#### Data ####

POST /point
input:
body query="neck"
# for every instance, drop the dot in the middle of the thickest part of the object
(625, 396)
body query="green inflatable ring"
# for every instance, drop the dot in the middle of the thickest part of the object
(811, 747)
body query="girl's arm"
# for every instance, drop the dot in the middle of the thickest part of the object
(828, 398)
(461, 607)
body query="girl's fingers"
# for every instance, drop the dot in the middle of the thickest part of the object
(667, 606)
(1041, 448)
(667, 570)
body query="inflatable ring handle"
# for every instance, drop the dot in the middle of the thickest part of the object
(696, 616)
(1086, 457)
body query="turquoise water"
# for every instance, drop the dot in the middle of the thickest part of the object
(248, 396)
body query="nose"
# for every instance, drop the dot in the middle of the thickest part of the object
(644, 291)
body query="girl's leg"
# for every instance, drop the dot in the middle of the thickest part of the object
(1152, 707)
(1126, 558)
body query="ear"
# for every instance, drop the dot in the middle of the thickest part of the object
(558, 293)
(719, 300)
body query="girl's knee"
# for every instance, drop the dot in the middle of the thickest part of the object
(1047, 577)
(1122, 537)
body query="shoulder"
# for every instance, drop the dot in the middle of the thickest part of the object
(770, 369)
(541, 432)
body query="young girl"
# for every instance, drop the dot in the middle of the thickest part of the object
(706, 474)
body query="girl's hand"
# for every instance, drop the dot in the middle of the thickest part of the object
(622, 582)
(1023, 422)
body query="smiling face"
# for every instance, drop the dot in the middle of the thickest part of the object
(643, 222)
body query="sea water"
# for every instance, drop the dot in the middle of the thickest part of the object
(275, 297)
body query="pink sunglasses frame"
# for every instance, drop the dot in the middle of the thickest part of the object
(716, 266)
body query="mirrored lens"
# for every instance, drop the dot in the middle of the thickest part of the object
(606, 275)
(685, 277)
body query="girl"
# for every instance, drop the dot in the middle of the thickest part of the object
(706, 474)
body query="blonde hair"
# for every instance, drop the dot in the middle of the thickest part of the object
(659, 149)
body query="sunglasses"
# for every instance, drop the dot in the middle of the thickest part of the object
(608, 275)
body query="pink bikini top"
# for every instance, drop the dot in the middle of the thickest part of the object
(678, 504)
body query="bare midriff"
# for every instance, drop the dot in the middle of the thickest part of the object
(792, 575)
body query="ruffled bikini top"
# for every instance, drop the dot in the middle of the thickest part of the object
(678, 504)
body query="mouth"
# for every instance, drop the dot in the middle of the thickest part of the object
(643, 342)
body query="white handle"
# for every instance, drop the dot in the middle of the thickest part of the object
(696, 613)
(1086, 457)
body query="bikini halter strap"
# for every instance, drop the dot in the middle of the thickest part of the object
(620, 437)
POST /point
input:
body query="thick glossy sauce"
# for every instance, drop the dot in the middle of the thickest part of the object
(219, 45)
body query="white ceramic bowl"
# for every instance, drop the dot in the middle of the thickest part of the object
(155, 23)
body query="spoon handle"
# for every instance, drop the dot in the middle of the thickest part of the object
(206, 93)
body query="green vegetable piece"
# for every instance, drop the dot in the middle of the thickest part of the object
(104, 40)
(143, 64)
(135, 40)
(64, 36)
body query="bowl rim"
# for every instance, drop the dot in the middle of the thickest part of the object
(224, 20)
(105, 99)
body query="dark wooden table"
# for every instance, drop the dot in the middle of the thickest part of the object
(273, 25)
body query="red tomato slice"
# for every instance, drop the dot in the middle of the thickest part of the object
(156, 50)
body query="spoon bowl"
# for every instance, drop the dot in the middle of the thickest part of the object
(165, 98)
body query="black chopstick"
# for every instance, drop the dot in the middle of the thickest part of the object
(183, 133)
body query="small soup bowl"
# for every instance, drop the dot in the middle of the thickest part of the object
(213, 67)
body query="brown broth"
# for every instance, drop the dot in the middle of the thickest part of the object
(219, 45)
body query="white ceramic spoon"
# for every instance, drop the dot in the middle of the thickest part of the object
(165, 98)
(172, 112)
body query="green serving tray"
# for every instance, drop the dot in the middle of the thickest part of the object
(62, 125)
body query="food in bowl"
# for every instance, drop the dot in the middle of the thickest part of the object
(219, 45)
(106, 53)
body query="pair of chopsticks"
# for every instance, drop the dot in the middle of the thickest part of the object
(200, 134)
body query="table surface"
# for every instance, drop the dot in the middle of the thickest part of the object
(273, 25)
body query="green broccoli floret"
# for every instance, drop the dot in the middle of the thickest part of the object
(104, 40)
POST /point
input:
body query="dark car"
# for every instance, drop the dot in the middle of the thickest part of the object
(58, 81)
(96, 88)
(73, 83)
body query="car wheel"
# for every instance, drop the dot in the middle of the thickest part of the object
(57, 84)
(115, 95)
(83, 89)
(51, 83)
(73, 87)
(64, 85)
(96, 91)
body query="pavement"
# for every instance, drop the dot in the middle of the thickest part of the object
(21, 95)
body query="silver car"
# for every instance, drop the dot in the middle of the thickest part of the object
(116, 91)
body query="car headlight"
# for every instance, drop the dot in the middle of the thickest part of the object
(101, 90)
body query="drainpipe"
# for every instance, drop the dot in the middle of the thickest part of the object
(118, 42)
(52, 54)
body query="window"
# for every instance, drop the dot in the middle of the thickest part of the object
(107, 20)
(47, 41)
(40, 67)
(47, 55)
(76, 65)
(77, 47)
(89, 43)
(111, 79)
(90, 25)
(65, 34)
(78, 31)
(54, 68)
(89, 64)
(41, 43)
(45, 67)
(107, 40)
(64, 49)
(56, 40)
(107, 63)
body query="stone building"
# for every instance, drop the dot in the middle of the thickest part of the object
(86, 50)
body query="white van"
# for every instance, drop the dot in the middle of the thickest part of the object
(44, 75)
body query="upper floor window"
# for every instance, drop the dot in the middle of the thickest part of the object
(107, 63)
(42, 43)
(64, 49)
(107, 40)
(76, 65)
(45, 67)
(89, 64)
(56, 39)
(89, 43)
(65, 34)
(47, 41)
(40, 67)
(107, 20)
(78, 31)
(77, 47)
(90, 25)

####

- What you have to do -
Reproduce the material verbatim, line by line.

- Written answer -
POST /point
input:
body query="neck"
# for every instance, drop the dot in the middle of the thickest part of the object
(625, 396)
body query="green inflatable ring"
# for every instance, drop the dot in the middle of the thickest part of the object
(811, 747)
body query="girl's arm"
# for every instance, drop the dot in the middle of the thickest part of the object
(828, 398)
(461, 607)
body query="girl's fingers"
# for every instance, drop the dot in the middle of the thickest part of the object
(667, 606)
(1041, 448)
(667, 570)
body query="inflatable ring handle"
# for every instance, drop the dot in the middle of the thickest part of the object
(696, 616)
(1086, 457)
body query="turquoise water"
# for every instance, drop the dot in the middle of the thickest part of the object
(248, 396)
body query="nose"
# for every instance, drop the dot in the middle of the thickest part of the object
(644, 291)
body query="girl's leg"
# for every instance, drop the dot in the middle of the thickest part of the object
(1152, 707)
(1126, 558)
body query="ear"
# for every instance, drop the dot in the middle of the thickest part of the object
(558, 293)
(719, 300)
body query="girl's knee"
# for every instance, drop the dot in the middle of the thickest part of the object
(1047, 577)
(1122, 537)
body query="shoulder"
# for every instance, drop the dot in the middle of the thickest part of the object
(770, 369)
(541, 432)
body query="young girl"
# for every instance, drop the dot in the middle of the thickest part of the object
(706, 474)
body query="girl's hand"
# for every instance, drop the dot in the middle of the thickest part of the object
(622, 582)
(1023, 422)
body query="smiling face"
# for every instance, drop the dot in the middle of the thickest part of the object
(643, 222)
body query="sea water"
# for every instance, drop the dot in the middle of the thickest part of the object
(275, 297)
body query="pink sunglasses frame"
# for every instance, drop the dot in the middle of the thickest part of the object
(716, 266)
body query="mirrored lens"
# for every instance, drop the dot in the middle of the thickest part of the object
(606, 275)
(685, 277)
body query="girl"
# for every instance, drop the dot in the middle of the thickest part of the object
(706, 474)
body query="blonde hair"
# for every instance, drop the dot in the middle of the thickest part of the object
(659, 149)
body query="sunglasses"
# for every instance, drop the dot in the middle of the thickest part of the object
(608, 275)
body query="pink bikini top"
# for every instance, drop the dot in the middle of the thickest part of the object
(678, 504)
body query="bare midriff"
# for every instance, drop the dot in the middle of the thickest part of the object
(792, 575)
body query="ruffled bikini top"
# for every instance, drop the dot in the middle of the thickest part of the object
(678, 504)
body query="mouth"
# for every instance, drop the dot in the middle of the thickest part of the object
(643, 342)
body query="white handle"
# for every instance, drop the dot in the middle of the thickest part of the object
(696, 613)
(1086, 457)
body query="bikini halter strap"
# for every instance, drop the dot in the middle of the thickest part of the object
(620, 437)
POST /point
input:
body query="thick glossy sauce"
# for every instance, drop the dot in the middle of the thickest part of the object
(219, 45)
body query="white ceramic bowl"
# for every instance, drop the dot in the middle of the thickest part of the object
(155, 23)
body query="spoon handle"
# for every instance, drop the dot in the middle of the thickest part of the object
(206, 93)
body query="green vegetable piece"
# for every instance, drop the dot in the middle of the thickest part of the object
(104, 40)
(143, 64)
(135, 40)
(64, 36)
body query="bowl rim"
# for every instance, drop the dot in the middle of the thickest part of the object
(224, 20)
(105, 99)
body query="dark wooden table"
# for every instance, drop the dot in the middle of the thickest part of the object
(273, 25)
body query="red tomato slice"
# for every instance, drop the dot in the middle of the thickest part of the object
(156, 50)
body query="spoon bowl"
# for every instance, drop the dot in the middle of the thickest part of the object
(165, 98)
body query="black chopstick"
# for every instance, drop the dot in the middle of the thickest part of the object
(183, 133)
body query="small soup bowl"
# for every instance, drop the dot in the middle of the thickest part of the object
(213, 67)
body query="brown broth"
# for every instance, drop the dot in the middle of the thickest part of the object
(219, 45)
body query="white ceramic spoon"
# for every instance, drop the dot in the middle of the thickest part of the object
(165, 98)
(172, 112)
body query="green serving tray"
# for every instance, drop the dot in the middle of the thickest part of the object
(62, 125)
body query="food in bowl"
# for every instance, drop the dot in the middle of the thickest part of the object
(219, 45)
(106, 53)
body query="pair of chopsticks"
# for every instance, drop the dot in the middle of the thickest part of the object
(200, 134)
body query="table surface"
# for every instance, drop the dot in the middle of the thickest part of the object
(273, 25)
body query="green broccoli floret"
# for every instance, drop the dot in the middle of the thickest part of the object
(104, 40)
POST /point
input:
body query="dark car"
# for every instance, drop the dot in the middle of the thickest part of the object
(58, 81)
(96, 88)
(73, 83)
body query="car wheel"
# for every instance, drop the dot in the middle of the thickest part of the object
(57, 84)
(115, 95)
(83, 89)
(51, 83)
(73, 87)
(64, 85)
(96, 91)
body query="pavement"
# for every instance, drop the dot in the middle of the thickest part of the object
(21, 95)
body query="silver car"
# for every instance, drop the dot in the middle of the thickest part of the object
(116, 91)
body query="car headlight"
# for every instance, drop the dot in the middle of the thickest part of the object
(101, 90)
body query="drainpipe"
# for every instance, drop the dot in the middle of the thickest part of the object
(118, 42)
(52, 54)
body query="window"
# for every instance, drop the dot in the middle of the thickest part of the object
(107, 20)
(47, 41)
(40, 67)
(47, 55)
(76, 65)
(77, 47)
(89, 43)
(111, 79)
(90, 25)
(65, 34)
(78, 31)
(54, 68)
(89, 64)
(41, 43)
(45, 67)
(107, 40)
(64, 49)
(56, 40)
(107, 63)
body query="stone building"
# for every instance, drop the dot in the middle of the thickest part of the object
(86, 50)
body query="white van"
# for every instance, drop the dot in the middle of the thickest part of the object
(44, 75)
body query="upper floor window"
# for every instance, drop the dot in the middle of the thickest part of the object
(107, 63)
(42, 43)
(64, 49)
(107, 40)
(76, 65)
(45, 67)
(89, 64)
(56, 39)
(89, 43)
(65, 34)
(47, 41)
(40, 67)
(107, 20)
(78, 31)
(77, 47)
(90, 25)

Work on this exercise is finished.